BEGIN
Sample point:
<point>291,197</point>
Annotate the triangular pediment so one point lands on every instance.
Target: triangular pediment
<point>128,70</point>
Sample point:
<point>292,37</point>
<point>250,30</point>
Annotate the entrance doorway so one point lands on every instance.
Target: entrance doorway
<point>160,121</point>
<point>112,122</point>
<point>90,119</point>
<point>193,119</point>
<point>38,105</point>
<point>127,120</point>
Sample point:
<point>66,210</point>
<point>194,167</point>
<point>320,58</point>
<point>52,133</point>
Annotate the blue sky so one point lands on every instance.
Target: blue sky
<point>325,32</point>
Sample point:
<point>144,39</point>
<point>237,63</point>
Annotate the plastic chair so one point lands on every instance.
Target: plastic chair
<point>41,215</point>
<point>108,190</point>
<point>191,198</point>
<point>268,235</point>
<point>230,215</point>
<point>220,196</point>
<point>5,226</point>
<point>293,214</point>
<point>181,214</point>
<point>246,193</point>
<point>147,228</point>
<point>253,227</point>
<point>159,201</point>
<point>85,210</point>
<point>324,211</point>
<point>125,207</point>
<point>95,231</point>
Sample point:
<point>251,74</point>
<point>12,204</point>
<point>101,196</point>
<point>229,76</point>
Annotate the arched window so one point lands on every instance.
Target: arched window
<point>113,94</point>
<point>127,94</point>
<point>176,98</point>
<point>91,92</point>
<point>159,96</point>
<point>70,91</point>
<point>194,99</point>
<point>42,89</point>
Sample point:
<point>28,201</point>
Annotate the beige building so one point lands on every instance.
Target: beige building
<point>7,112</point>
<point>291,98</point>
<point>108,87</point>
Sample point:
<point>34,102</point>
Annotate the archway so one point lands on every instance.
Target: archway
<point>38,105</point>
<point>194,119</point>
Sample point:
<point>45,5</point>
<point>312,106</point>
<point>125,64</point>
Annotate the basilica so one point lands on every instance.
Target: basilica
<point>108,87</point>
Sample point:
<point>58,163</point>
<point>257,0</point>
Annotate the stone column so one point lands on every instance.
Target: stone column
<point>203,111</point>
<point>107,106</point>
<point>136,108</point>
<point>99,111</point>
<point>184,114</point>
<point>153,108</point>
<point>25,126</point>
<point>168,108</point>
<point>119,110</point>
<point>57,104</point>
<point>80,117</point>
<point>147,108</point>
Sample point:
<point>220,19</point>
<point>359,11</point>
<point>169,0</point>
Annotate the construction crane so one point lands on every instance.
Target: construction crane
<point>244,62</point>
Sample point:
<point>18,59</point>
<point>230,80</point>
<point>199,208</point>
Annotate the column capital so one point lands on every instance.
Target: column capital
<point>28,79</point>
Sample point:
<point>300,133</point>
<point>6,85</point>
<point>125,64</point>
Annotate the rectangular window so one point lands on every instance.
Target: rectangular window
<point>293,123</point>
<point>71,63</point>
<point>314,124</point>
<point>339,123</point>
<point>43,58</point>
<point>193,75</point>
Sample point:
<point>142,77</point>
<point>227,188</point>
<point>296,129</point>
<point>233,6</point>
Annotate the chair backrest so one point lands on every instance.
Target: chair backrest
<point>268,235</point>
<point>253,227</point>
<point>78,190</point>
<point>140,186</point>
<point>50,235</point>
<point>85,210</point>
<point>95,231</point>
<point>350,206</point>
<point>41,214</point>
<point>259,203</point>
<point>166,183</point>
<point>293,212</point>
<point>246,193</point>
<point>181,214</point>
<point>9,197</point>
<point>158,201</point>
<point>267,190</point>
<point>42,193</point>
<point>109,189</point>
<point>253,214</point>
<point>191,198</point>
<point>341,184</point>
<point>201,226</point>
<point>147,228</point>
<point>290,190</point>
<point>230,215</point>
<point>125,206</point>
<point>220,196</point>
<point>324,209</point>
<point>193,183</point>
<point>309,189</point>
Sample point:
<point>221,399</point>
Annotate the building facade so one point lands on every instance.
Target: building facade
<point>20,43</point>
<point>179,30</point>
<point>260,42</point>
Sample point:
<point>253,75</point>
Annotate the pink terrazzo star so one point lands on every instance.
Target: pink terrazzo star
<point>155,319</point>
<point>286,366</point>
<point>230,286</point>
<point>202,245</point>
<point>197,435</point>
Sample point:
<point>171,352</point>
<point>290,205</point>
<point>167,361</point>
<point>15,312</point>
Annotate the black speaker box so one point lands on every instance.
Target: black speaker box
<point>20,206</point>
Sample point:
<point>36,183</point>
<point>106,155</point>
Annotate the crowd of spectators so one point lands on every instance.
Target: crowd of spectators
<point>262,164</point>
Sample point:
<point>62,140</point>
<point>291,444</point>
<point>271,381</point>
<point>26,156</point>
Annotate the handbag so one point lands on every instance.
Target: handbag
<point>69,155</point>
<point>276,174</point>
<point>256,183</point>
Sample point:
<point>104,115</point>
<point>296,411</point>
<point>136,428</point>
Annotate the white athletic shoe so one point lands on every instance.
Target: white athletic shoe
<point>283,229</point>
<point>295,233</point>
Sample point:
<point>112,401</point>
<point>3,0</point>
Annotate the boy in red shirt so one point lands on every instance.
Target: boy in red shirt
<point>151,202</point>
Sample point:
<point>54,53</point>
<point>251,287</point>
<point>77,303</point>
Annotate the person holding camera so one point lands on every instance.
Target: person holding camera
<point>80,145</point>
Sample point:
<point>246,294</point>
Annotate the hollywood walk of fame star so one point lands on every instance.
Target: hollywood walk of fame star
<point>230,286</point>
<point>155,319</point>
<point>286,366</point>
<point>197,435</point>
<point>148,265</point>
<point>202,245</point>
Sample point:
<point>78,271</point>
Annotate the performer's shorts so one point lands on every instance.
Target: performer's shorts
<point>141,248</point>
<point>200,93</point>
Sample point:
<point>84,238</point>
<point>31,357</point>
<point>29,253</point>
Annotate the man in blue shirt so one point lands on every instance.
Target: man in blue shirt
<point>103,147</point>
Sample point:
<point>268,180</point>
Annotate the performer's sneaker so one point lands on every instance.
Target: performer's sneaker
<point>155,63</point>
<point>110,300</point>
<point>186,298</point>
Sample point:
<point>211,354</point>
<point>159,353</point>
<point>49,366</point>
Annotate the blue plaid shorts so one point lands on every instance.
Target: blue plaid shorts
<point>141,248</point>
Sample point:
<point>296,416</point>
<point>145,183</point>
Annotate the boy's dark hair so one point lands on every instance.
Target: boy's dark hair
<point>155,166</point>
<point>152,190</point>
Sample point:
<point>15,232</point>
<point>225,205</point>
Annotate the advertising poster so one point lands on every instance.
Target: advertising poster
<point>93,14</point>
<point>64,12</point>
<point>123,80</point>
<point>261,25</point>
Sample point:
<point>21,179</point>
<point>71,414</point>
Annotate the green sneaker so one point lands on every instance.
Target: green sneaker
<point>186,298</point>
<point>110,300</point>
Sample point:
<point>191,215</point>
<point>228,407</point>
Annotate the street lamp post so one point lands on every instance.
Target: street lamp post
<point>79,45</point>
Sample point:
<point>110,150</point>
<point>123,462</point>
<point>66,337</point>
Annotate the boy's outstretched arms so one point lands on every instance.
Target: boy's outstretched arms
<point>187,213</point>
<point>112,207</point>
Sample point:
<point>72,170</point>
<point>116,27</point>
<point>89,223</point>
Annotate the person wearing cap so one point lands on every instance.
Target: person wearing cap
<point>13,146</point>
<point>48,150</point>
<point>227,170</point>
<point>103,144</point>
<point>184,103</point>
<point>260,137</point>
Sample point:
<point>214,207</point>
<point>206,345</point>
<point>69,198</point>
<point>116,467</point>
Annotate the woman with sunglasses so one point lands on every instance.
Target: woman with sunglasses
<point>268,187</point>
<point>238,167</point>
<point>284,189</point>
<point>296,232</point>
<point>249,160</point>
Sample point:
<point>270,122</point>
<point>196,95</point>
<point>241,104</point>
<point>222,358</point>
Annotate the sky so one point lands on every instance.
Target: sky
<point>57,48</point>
END
• [Your objective]
Transcribe the records above exactly, beginning at the line that contains "<point>110,150</point>" and ending with the line that contains "Annotate the woman", both included, and nothing else.

• [Solution to this exercise]
<point>110,150</point>
<point>123,462</point>
<point>66,337</point>
Annotate the boy's outstretched arms so one point lands on every instance.
Target: boy's outstretched arms
<point>187,213</point>
<point>112,207</point>
Sample point:
<point>72,170</point>
<point>116,27</point>
<point>89,223</point>
Annotate the person wearing cap so one point lands on every instance.
Target: person wearing cap
<point>13,146</point>
<point>48,150</point>
<point>227,170</point>
<point>103,144</point>
<point>184,103</point>
<point>260,137</point>
Sample point:
<point>214,207</point>
<point>206,345</point>
<point>69,198</point>
<point>116,467</point>
Annotate the woman with sunglasses so one point lands on every instance.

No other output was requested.